* [GOAL] Copy the items below word for word, leaving out the pictures.

··· PROVIDED INFORMATION

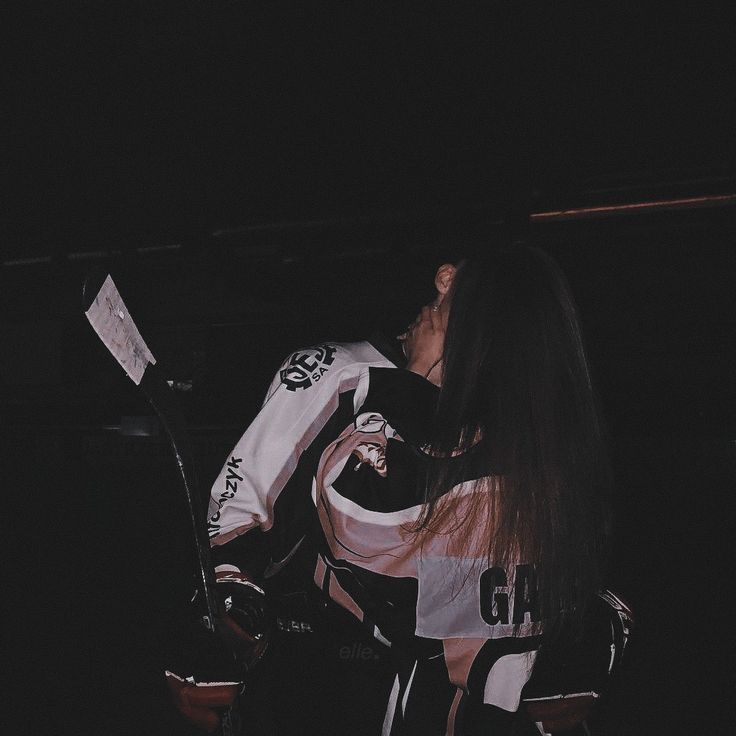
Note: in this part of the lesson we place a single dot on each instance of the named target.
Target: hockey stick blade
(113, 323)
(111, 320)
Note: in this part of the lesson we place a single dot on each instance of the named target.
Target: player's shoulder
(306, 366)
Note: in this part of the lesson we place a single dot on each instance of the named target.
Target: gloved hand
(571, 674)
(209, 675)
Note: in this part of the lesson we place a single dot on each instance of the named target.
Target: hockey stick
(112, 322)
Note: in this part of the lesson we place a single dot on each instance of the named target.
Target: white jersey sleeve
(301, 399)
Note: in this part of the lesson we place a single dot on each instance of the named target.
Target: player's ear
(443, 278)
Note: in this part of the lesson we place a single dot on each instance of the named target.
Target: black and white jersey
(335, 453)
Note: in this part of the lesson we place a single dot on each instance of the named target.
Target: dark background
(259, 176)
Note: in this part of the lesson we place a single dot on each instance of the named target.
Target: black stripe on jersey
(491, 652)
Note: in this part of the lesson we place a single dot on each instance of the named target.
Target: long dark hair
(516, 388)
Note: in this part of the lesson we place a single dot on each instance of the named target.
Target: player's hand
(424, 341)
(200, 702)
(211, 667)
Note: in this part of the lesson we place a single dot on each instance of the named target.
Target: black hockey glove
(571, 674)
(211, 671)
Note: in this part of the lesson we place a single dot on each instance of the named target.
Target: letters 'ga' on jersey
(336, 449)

······

* [PROBLEM SOLUTION]
Note: in this part of the lesson we place a single dot on each instance of the named target.
Target: hockey stick blade
(113, 323)
(111, 320)
Note: in this part of the lesson we place a single dot on each instance of the named target.
Target: player's shoulder
(306, 366)
Note: in this part of the lesson we place a single dot on each instance of the named target.
Target: gloved hand
(571, 674)
(209, 675)
Note: in this part of the lesson we place a single dot on each instance of the named target.
Target: hockey stick
(112, 322)
Note: in this part of the lesson we place a single dot on each instance of the named target.
Target: white jersey sleeve
(301, 399)
Note: in this part of the lesson we place a single dot on each instance of the named target.
Target: player's ear
(443, 278)
Note: in this part of the lesson we place a single dot on each instance of the named target.
Target: black and white jersey
(335, 453)
Note: in this part of the lesson we place a single dot on each instance of the named target.
Target: dark background
(259, 176)
Note: in this part of the lesson we place a single dot on each instance of the named target.
Target: black stripe on jersey
(491, 652)
Note: in this part of the lesson we place a single dot on each instance of the named target.
Target: long dark hair
(516, 388)
Note: in this part of the lesson we place a single dot on each instance of the named target.
Target: player's hand
(424, 341)
(200, 702)
(211, 667)
Note: in this part of the lesson we place a single dot on each instance of the named target.
Target: black hockey glove
(571, 674)
(211, 671)
Note: in this part of the lesson we place a single dot on each instance of the named target.
Target: letters 'ga' on jersey
(336, 449)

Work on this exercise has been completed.